What is being asked:
Report every line of the rows below that contains the word "find", copying each such line in full.

[Source data]
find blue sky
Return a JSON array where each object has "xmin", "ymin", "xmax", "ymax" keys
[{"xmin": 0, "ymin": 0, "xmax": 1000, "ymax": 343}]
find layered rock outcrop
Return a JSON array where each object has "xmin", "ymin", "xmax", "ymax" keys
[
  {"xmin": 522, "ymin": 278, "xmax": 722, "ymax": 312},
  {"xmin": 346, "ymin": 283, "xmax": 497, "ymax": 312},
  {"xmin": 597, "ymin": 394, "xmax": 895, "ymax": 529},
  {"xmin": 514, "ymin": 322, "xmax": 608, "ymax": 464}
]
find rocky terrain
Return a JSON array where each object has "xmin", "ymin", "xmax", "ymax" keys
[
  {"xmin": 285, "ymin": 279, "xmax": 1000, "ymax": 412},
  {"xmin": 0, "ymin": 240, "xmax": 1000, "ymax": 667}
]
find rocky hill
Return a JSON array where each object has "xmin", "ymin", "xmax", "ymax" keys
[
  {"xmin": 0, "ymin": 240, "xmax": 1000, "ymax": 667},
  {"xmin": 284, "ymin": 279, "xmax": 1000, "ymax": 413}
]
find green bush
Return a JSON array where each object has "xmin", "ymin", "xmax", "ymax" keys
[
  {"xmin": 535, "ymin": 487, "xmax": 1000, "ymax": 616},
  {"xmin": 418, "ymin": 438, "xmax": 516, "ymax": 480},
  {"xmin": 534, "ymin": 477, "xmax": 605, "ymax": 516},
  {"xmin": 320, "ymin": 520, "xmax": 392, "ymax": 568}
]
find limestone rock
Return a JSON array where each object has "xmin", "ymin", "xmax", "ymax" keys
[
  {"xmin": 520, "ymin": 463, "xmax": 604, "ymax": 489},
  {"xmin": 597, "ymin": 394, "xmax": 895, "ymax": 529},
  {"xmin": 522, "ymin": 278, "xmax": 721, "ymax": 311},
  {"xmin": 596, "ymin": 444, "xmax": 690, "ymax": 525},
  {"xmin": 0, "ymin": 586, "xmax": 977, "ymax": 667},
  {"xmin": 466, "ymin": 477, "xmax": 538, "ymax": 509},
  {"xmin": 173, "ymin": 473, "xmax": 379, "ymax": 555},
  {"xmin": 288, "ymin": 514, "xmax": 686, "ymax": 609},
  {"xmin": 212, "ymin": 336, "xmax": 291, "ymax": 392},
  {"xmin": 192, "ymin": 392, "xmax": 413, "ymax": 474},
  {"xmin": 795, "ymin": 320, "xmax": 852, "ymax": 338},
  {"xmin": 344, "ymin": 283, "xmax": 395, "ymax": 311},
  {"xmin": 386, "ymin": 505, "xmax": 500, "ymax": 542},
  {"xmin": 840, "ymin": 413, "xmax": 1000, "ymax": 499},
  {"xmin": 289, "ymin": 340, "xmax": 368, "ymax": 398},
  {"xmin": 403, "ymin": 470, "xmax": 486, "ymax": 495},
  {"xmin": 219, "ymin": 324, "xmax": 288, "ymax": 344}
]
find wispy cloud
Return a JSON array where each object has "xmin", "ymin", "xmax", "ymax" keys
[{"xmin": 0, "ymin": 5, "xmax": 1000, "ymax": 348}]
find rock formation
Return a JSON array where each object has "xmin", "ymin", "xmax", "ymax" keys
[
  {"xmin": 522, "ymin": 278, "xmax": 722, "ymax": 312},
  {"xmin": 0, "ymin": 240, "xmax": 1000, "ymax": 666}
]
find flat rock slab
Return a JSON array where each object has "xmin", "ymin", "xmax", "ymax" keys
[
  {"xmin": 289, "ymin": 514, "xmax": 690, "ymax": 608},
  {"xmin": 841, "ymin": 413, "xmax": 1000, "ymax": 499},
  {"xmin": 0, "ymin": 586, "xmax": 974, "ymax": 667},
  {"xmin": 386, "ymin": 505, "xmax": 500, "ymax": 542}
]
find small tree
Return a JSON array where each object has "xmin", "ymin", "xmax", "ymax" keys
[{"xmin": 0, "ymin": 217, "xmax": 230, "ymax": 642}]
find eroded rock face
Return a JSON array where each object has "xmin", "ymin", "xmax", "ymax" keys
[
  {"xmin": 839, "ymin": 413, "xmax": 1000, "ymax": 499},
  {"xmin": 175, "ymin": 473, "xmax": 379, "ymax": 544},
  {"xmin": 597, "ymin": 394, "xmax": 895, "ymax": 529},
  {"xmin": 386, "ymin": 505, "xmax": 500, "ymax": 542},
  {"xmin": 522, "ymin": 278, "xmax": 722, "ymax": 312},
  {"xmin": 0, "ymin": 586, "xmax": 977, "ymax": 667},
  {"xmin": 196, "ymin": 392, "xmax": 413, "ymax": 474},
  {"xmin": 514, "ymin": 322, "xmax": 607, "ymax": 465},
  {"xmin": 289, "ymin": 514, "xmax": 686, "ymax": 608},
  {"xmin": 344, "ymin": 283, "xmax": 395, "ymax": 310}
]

Written answer:
find blue sky
find layered rock outcrop
find rocky terrain
find rocky hill
find green bush
find limestone rock
find wispy cloud
find rock formation
find flat rock slab
find small tree
find eroded rock face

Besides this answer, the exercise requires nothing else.